Reproduce the data below verbatim from the line containing "Target: blue sky" through its final line, and produce nothing more.

Records of labeled boxes
+++++

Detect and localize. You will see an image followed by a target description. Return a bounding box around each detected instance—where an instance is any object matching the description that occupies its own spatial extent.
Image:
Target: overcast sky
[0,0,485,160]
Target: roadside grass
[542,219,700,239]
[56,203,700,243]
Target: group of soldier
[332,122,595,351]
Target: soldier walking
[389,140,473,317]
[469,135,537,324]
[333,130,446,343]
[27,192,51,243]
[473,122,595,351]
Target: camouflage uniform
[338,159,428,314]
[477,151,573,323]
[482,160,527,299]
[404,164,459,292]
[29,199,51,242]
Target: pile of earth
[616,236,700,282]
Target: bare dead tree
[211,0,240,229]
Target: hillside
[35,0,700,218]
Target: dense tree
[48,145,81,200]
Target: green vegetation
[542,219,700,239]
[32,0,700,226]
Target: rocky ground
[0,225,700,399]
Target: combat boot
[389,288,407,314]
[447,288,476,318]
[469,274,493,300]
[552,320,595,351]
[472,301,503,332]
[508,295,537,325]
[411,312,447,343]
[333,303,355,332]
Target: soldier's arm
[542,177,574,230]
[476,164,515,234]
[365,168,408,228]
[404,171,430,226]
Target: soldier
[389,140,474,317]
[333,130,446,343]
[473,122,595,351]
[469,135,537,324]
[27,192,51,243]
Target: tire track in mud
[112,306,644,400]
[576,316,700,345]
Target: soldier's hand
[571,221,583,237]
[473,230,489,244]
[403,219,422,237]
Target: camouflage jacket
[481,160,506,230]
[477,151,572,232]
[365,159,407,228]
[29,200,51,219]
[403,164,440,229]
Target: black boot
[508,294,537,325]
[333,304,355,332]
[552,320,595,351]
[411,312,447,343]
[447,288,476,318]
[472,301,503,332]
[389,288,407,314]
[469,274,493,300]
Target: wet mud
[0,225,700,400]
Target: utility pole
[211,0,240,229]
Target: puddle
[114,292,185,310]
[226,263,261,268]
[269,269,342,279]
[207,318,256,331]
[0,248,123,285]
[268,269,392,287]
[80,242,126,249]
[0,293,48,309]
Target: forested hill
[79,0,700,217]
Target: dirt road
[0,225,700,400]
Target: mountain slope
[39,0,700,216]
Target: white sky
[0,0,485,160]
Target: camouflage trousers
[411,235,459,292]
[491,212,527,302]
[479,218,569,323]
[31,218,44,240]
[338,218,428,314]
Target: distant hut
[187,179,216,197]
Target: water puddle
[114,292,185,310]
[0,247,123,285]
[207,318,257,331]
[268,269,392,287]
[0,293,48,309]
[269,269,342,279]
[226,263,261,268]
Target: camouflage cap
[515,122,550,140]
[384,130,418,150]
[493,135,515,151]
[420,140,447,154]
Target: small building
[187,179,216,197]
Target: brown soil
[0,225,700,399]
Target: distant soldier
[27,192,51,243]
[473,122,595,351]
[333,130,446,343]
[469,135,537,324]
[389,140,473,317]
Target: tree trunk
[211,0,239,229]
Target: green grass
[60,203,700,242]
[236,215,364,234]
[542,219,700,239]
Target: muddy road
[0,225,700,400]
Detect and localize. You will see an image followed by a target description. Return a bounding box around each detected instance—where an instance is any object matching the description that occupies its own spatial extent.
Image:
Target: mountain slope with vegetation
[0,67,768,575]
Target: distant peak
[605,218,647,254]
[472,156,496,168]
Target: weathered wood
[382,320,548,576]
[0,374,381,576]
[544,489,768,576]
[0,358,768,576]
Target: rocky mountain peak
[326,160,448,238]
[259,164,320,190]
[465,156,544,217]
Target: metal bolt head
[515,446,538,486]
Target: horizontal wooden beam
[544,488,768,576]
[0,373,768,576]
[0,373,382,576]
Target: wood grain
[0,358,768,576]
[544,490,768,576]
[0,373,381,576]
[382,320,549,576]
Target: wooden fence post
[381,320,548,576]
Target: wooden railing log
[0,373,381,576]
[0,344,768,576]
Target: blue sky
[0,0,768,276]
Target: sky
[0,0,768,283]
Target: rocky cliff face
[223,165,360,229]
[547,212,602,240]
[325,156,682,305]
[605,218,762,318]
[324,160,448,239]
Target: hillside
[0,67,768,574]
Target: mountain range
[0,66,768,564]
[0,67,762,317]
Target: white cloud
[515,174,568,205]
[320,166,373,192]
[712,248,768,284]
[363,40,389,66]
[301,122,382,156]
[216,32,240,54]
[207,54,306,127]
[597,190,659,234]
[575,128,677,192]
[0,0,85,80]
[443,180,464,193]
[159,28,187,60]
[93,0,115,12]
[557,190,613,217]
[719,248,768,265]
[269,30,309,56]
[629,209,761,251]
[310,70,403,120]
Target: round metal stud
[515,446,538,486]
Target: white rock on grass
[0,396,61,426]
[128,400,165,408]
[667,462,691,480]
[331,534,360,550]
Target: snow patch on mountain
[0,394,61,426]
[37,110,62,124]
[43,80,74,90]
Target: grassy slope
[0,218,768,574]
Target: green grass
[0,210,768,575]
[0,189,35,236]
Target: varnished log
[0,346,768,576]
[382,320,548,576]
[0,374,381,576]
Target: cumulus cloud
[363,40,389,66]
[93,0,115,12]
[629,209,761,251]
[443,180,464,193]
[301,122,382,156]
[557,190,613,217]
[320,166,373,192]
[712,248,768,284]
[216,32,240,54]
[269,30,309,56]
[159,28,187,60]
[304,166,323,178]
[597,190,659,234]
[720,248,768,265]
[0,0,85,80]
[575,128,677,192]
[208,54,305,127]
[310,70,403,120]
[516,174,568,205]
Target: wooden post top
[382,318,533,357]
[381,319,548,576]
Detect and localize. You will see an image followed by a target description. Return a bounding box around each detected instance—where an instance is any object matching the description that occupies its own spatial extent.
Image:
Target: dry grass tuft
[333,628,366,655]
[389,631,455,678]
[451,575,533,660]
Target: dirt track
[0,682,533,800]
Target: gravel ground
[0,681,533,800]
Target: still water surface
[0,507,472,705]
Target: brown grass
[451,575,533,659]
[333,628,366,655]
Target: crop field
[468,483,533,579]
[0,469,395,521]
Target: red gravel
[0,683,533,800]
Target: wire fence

+++++

Task solution →
Target: blue sky
[0,0,768,276]
Target: sky
[0,0,768,283]
Target: rocky cliff face
[223,165,360,229]
[547,212,602,240]
[325,156,682,305]
[605,218,762,318]
[324,160,448,239]
Target: hillside
[0,67,768,574]
Target: mountain range
[0,66,768,564]
[0,67,762,317]
Target: white cloud
[515,174,568,205]
[320,166,373,192]
[712,248,768,284]
[363,40,389,66]
[301,122,382,156]
[216,32,240,54]
[207,54,306,127]
[597,190,659,234]
[575,128,677,192]
[0,0,85,80]
[443,180,464,193]
[159,28,187,60]
[93,0,115,12]
[557,190,613,217]
[719,248,768,265]
[269,30,309,56]
[629,209,761,251]
[310,70,403,120]
Target: round metal stud
[515,446,538,486]
Target: white rock on grass
[0,396,61,426]
[128,400,165,408]
[667,462,691,480]
[331,534,360,550]
Target: snow patch on mountain
[0,394,61,426]
[37,110,62,124]
[43,80,74,90]
Target: grassy slope
[0,218,768,574]
Target: green grass
[0,210,768,575]
[0,189,35,236]
Target: varnished log
[0,346,768,576]
[382,320,548,576]
[0,374,381,576]
Target: cumulus cloud
[363,40,389,66]
[93,0,115,12]
[629,209,761,251]
[443,180,464,193]
[301,122,382,156]
[557,190,613,217]
[320,166,373,192]
[712,248,768,284]
[216,32,240,54]
[269,30,309,56]
[159,28,187,60]
[304,166,323,178]
[597,190,659,234]
[720,248,768,265]
[0,0,85,80]
[575,128,677,192]
[208,54,305,127]
[310,70,403,120]
[516,174,568,205]
Target: wooden post top
[382,318,533,357]
[381,319,548,576]
Detect and localize. You will see an image followed by a target description. Return a bounding box around each detected instance—where an instance is any object matching the description that occupies its own spatial extent.
Image:
Target: dry grass tuft
[333,628,366,655]
[389,631,455,678]
[451,575,533,660]
Target: dirt track
[0,682,533,800]
Target: gravel ground
[0,681,533,800]
Target: still water surface
[0,507,472,705]
Target: brown grass
[451,575,533,659]
[333,628,366,655]
Target: crop field
[468,483,533,579]
[0,469,395,521]
Target: red gravel
[0,683,533,800]
Target: wire fence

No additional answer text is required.